Exercise brief.
Go through the records and write each one out again exactly.

Stored data entries.
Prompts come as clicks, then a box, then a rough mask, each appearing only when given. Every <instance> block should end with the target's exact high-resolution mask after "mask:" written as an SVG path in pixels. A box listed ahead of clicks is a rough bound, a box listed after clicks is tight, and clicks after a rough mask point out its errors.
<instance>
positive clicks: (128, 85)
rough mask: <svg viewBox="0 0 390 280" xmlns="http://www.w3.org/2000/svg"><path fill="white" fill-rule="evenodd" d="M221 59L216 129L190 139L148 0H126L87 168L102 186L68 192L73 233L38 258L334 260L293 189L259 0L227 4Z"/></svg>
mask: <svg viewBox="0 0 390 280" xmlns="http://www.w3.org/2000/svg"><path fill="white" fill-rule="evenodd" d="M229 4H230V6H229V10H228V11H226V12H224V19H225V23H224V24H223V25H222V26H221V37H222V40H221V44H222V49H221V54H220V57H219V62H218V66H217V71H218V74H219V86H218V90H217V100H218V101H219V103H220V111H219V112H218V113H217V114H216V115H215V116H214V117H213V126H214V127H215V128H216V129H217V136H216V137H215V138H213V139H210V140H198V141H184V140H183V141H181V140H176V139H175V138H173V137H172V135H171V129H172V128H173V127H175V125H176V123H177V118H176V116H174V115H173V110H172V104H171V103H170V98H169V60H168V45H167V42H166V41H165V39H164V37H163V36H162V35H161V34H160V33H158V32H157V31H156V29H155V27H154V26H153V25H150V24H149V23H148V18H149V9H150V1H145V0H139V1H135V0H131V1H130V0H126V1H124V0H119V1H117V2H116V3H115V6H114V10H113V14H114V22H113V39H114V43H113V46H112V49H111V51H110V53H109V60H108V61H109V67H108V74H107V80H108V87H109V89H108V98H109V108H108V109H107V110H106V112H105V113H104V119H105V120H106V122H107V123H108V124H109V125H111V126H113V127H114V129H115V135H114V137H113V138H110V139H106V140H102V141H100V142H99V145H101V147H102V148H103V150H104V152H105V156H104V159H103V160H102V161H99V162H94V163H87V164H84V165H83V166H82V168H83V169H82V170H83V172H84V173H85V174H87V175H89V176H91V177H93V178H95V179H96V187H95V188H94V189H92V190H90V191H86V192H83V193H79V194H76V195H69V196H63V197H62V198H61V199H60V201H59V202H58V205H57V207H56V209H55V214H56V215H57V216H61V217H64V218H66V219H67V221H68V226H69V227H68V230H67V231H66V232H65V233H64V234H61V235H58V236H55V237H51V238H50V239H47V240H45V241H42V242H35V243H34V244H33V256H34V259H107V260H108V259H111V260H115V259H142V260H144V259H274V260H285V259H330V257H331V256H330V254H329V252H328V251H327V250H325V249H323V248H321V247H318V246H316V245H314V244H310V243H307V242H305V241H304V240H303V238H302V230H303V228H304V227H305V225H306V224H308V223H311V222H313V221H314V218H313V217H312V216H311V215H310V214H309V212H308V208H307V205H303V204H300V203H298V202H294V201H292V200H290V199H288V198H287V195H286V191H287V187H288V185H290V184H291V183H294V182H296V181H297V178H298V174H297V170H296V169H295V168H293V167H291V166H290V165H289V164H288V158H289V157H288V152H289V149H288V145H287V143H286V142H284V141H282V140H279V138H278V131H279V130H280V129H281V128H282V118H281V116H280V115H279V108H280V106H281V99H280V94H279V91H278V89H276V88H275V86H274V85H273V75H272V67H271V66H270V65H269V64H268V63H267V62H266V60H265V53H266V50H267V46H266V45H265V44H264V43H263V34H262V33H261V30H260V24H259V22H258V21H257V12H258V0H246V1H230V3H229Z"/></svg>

Problem solution.
Prompts come as clicks, then a box, then a rough mask, each appearing only when given. Every <instance> block should end with the target's exact high-resolution mask after "mask:" written as an SVG path in pixels. A box listed ahead of clicks is a rough bound, a box listed after clicks is tight, and clicks after a rough mask point out its errors.
<instance>
positive clicks: (128, 85)
rough mask: <svg viewBox="0 0 390 280" xmlns="http://www.w3.org/2000/svg"><path fill="white" fill-rule="evenodd" d="M221 59L216 129L190 139L148 0H126L87 168L102 186L68 192L73 233L38 258L334 260L293 189L259 0L227 4Z"/></svg>
mask: <svg viewBox="0 0 390 280" xmlns="http://www.w3.org/2000/svg"><path fill="white" fill-rule="evenodd" d="M229 4H230V6H229V10H228V11H226V12H224V19H225V23H224V24H223V25H222V26H221V37H222V40H221V44H222V49H221V54H220V57H219V62H218V66H217V71H218V74H219V86H218V90H217V100H218V101H219V103H220V111H219V112H218V113H217V114H216V115H215V116H214V117H213V126H214V127H215V128H216V129H217V136H216V137H215V138H213V139H210V140H198V141H184V140H183V141H181V140H176V139H175V138H173V137H172V135H171V129H172V128H173V127H175V125H176V123H177V118H176V116H174V115H173V110H172V104H171V103H170V98H169V60H168V45H167V42H166V41H165V39H164V37H163V36H162V35H161V34H160V33H158V32H157V31H156V29H155V27H154V26H153V25H150V24H149V23H148V18H149V9H150V1H145V0H139V1H135V0H131V1H130V0H126V1H124V0H119V1H117V2H116V3H115V6H114V10H113V14H114V22H113V39H114V43H113V46H112V49H111V51H110V53H109V60H108V61H109V67H108V74H107V80H108V87H109V89H108V98H109V108H108V109H107V110H106V112H105V113H104V119H105V120H106V122H107V123H108V124H109V125H111V126H113V127H114V129H115V135H114V137H113V138H110V139H106V140H102V141H100V142H99V145H101V147H102V148H103V150H104V152H105V156H104V159H103V160H102V161H99V162H94V163H87V164H84V165H83V166H82V168H83V169H82V170H83V172H84V173H85V174H87V175H89V176H91V177H93V178H95V179H96V187H95V188H94V189H92V190H90V191H86V192H83V193H79V194H76V195H69V196H63V197H62V198H61V199H60V201H59V202H58V205H57V207H56V209H55V214H56V215H57V216H61V217H64V218H66V219H67V221H68V226H69V227H68V230H67V231H66V232H65V233H64V234H61V235H58V236H55V237H51V238H50V239H47V240H45V241H42V242H35V243H34V244H33V256H34V259H107V260H108V259H111V260H115V259H142V260H144V259H274V260H285V259H330V257H331V256H330V254H329V252H328V251H327V250H325V249H323V248H321V247H318V246H316V245H314V244H310V243H307V242H305V241H304V240H303V238H302V230H303V228H304V227H305V225H306V224H308V223H311V222H313V221H314V218H313V217H312V216H311V215H310V214H309V212H308V208H307V205H303V204H300V203H298V202H294V201H292V200H290V199H288V198H287V195H286V191H287V187H288V185H290V184H291V183H294V182H296V181H297V178H298V174H297V170H296V169H295V168H293V167H291V166H290V165H289V164H288V158H289V157H288V152H289V149H288V145H287V143H286V142H284V141H282V140H279V138H278V131H279V130H280V129H281V128H282V118H281V116H280V115H279V108H280V106H281V99H280V94H279V91H278V89H276V88H275V86H274V85H273V75H272V67H271V66H270V65H269V64H268V63H267V62H266V60H265V53H266V50H267V46H266V45H265V44H264V43H263V34H262V33H261V30H260V24H259V22H258V21H257V12H258V0H246V1H230V3H229Z"/></svg>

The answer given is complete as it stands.